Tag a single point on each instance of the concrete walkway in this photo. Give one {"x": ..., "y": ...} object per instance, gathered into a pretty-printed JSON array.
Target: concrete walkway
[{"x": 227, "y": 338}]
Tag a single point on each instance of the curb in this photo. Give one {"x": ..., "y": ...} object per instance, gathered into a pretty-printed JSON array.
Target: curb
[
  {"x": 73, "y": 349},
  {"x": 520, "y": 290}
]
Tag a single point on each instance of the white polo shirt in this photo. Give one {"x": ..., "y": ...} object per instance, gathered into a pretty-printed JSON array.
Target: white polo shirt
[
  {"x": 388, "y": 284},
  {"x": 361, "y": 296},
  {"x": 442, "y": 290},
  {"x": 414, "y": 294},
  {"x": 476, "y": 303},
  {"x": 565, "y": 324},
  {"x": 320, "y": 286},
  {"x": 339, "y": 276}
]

● ● ● ● ●

ACTIVITY:
Each entry above is to be quoted exactly.

TASK RESULT:
Tag a single point on each instance of the concrete walkway in this photo. Give one {"x": ..., "y": ...} object per instance, gathered into a pretty-printed JSON array.
Target: concrete walkway
[{"x": 227, "y": 338}]
Tag a single point on each instance of the curb in this photo. Give one {"x": ..., "y": ...} object per instance, gathered into a pretty-printed JSON array.
Target: curb
[
  {"x": 73, "y": 349},
  {"x": 520, "y": 290}
]
Tag a single point on each instance of the white polo shirt in this photo. Give one {"x": ..., "y": ...} object per instance, gathered into a pretty-printed JSON array.
Target: white polo shirt
[
  {"x": 388, "y": 284},
  {"x": 361, "y": 296},
  {"x": 442, "y": 290},
  {"x": 414, "y": 294},
  {"x": 476, "y": 303},
  {"x": 565, "y": 324},
  {"x": 320, "y": 286},
  {"x": 339, "y": 276}
]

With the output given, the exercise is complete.